┌──
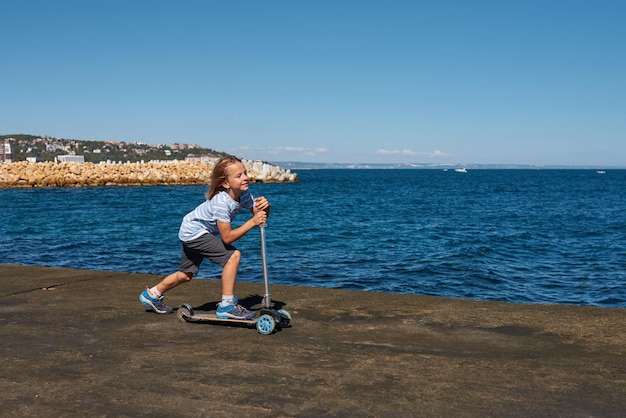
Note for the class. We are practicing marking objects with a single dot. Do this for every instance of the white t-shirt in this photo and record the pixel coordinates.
(203, 219)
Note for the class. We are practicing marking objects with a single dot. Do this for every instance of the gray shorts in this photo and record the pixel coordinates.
(205, 246)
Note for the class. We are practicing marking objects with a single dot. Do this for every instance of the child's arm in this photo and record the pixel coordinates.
(230, 235)
(261, 203)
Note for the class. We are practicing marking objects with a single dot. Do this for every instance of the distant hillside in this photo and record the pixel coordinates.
(47, 149)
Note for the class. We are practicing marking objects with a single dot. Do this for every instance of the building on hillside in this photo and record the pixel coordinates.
(7, 155)
(71, 159)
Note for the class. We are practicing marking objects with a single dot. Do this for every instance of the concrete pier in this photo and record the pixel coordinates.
(79, 343)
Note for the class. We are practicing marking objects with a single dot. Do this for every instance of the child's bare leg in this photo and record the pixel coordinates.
(229, 274)
(173, 280)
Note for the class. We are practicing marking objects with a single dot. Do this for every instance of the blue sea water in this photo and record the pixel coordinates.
(525, 236)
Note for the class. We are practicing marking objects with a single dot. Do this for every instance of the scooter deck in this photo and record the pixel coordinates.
(213, 318)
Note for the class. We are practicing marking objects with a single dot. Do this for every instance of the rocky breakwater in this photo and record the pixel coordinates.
(53, 174)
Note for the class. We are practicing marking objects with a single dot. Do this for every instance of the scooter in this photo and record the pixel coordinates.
(268, 319)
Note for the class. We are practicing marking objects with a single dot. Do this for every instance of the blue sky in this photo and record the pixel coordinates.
(460, 82)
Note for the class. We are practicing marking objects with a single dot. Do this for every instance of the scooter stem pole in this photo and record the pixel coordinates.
(266, 298)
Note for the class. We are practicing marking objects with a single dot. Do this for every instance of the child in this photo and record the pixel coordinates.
(206, 232)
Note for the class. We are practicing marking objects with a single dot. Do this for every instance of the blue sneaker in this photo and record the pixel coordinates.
(156, 304)
(233, 311)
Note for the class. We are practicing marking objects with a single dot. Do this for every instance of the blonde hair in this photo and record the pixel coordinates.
(220, 174)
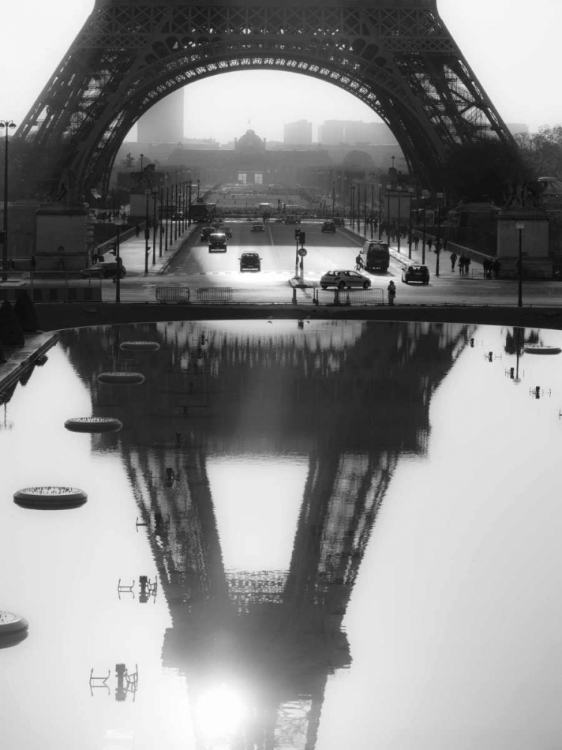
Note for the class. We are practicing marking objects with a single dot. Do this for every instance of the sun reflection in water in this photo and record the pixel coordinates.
(220, 712)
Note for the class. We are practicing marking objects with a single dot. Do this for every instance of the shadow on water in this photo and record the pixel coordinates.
(350, 397)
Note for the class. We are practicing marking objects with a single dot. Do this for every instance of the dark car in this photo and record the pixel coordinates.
(343, 279)
(415, 272)
(250, 262)
(217, 241)
(104, 270)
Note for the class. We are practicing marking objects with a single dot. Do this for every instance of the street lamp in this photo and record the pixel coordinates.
(8, 124)
(438, 237)
(399, 189)
(520, 226)
(118, 221)
(425, 196)
(154, 194)
(146, 233)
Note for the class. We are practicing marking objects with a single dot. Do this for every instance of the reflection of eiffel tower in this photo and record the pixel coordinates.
(396, 57)
(351, 398)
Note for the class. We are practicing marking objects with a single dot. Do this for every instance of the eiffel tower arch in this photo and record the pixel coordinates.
(396, 56)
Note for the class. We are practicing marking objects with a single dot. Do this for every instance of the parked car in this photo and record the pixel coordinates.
(415, 272)
(217, 241)
(343, 278)
(104, 270)
(250, 262)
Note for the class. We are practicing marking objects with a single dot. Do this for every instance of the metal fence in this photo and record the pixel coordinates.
(214, 294)
(349, 297)
(176, 294)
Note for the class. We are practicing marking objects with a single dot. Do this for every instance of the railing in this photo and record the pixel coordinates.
(353, 297)
(214, 294)
(176, 294)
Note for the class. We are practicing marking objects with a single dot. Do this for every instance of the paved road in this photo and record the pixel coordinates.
(192, 265)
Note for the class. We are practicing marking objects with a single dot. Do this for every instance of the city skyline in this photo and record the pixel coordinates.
(512, 52)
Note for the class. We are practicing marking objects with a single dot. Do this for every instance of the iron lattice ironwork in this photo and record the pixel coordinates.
(397, 56)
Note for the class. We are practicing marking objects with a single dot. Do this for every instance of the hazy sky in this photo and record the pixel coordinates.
(512, 46)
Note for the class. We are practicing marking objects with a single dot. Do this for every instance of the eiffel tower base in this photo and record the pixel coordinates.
(534, 242)
(61, 247)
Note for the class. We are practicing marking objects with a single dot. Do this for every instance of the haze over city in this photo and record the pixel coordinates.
(511, 46)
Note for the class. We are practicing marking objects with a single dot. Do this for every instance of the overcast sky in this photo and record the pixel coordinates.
(513, 46)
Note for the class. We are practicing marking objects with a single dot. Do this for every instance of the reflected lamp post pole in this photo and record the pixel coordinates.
(520, 226)
(146, 232)
(438, 237)
(8, 124)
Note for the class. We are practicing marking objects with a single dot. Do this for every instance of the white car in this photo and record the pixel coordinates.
(343, 279)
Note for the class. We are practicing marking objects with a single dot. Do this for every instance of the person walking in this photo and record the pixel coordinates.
(391, 289)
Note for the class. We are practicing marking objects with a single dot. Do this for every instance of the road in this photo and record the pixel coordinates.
(195, 267)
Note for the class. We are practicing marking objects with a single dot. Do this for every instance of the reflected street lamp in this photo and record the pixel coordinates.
(520, 226)
(8, 124)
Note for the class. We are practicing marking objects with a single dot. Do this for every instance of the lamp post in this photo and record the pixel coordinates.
(410, 194)
(146, 233)
(388, 189)
(154, 194)
(8, 124)
(520, 226)
(380, 210)
(399, 189)
(425, 196)
(118, 221)
(438, 237)
(161, 198)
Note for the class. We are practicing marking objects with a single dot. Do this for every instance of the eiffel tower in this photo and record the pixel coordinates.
(396, 56)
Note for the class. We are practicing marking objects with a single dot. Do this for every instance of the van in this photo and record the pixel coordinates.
(377, 255)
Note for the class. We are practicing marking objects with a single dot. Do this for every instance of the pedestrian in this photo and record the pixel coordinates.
(391, 289)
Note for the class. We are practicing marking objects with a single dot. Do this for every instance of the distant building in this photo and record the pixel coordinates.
(354, 132)
(517, 128)
(163, 123)
(299, 132)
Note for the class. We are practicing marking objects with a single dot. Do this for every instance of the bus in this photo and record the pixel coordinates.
(201, 212)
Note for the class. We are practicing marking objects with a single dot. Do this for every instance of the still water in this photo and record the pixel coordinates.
(340, 535)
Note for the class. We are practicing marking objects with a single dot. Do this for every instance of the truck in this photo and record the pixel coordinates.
(377, 255)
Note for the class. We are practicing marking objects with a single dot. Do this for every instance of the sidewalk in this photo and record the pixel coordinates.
(132, 251)
(430, 260)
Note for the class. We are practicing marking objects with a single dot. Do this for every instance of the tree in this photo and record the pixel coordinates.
(542, 151)
(483, 170)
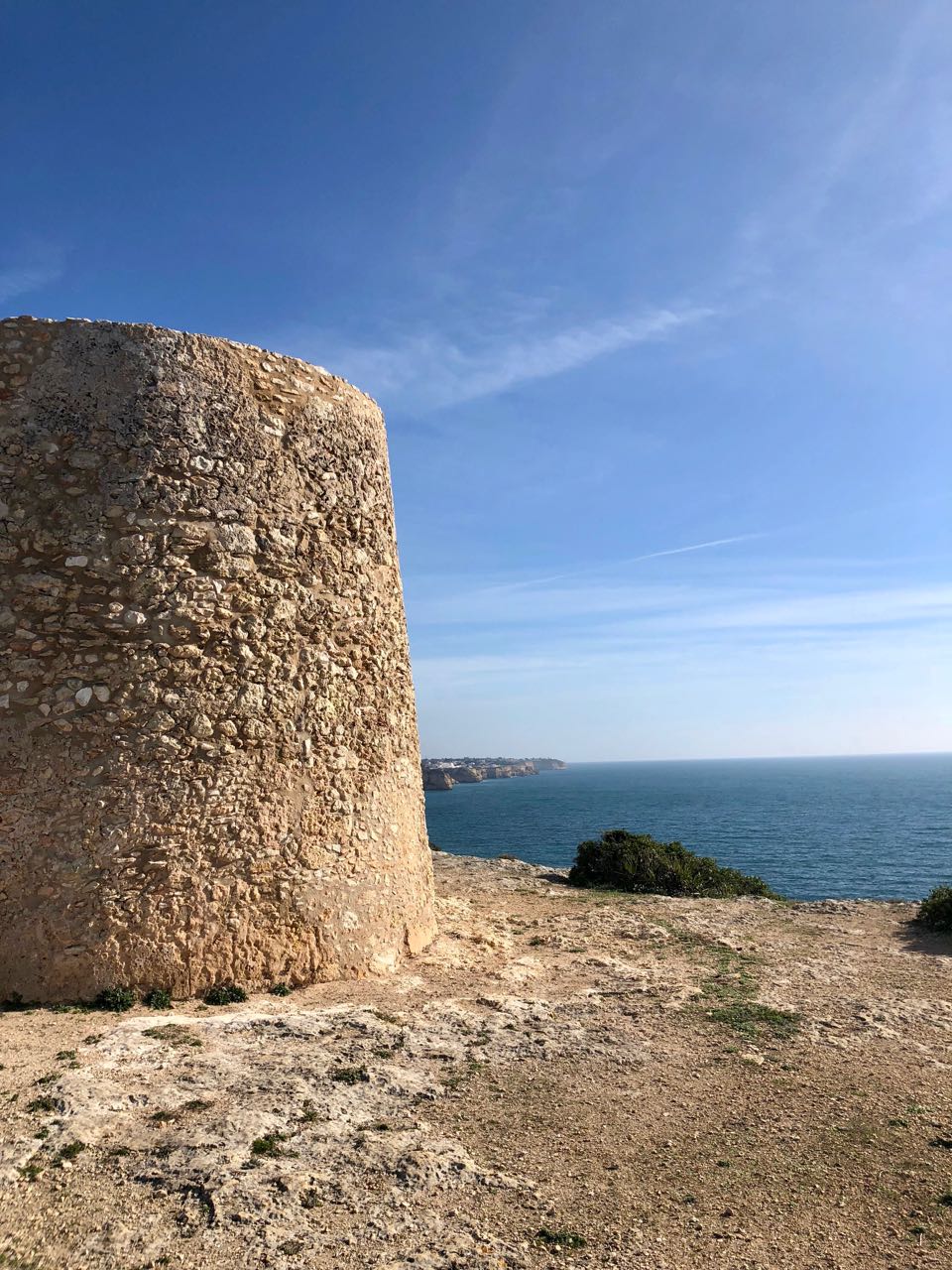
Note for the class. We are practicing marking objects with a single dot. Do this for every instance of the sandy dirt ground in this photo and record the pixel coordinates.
(563, 1079)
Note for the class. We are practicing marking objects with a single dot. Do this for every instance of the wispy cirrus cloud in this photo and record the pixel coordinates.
(429, 370)
(31, 272)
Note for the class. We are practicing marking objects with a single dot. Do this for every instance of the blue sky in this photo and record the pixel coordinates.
(655, 299)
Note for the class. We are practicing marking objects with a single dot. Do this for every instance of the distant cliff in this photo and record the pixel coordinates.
(443, 774)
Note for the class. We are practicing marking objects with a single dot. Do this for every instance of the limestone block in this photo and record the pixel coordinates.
(208, 756)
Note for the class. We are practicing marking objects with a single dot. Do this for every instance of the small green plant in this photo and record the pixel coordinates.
(118, 1000)
(936, 911)
(225, 994)
(638, 862)
(349, 1075)
(752, 1019)
(567, 1239)
(67, 1153)
(270, 1146)
(173, 1034)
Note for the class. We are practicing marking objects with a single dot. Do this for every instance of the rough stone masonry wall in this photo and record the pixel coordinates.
(208, 756)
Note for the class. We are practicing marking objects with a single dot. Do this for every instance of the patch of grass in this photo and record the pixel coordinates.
(270, 1146)
(638, 862)
(14, 1002)
(118, 1000)
(936, 911)
(729, 997)
(562, 1239)
(350, 1075)
(225, 994)
(173, 1034)
(42, 1105)
(754, 1020)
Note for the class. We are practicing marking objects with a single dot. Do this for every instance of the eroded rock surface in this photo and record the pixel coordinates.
(208, 756)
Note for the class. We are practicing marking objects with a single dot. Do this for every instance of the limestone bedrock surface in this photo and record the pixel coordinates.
(208, 752)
└──
Reproduce only the lines running from the one with "the distant cliff" through the final line of the listing above, both ends included.

Full response:
Note for the class. We are practicing marking objects with a single dot. Do this for every instance of the distant cliff in this photo and record the pixel coordinates.
(443, 774)
Note for the class. We are practicing marking objects with a single dot. Do this for every instance of the limestone block in this photo and record the pixel coordinates.
(208, 756)
Note for the class. We are practicing marking objects with a single dot. Do this for every instance of the small green plant in this photo and record the pixel coordinates.
(118, 1000)
(936, 911)
(225, 994)
(638, 862)
(349, 1075)
(752, 1019)
(567, 1239)
(67, 1153)
(270, 1146)
(173, 1034)
Note for the class. We are practicing marking objects with a single dot. Do this for every instance of the rough stone masonry wall in this photo and record the pixel coordinates.
(208, 756)
Note for the class. We are practicing marking objects with a single dot. Do this for every instance of the patch of grass in this photo and record the pixel coordinates.
(270, 1146)
(638, 862)
(14, 1002)
(118, 1000)
(936, 911)
(729, 997)
(562, 1239)
(350, 1075)
(225, 994)
(173, 1034)
(42, 1105)
(754, 1020)
Note for the class. We are practicing marking objects with a single dot. Do this for every instance of the eroded rock surface in this photo and record the pixel coordinates.
(208, 756)
Note for the class. We are practicing marking objects with a single dot. Do this for every instance of the limestone bedrock surface in this photo and record the pixel coordinates.
(208, 752)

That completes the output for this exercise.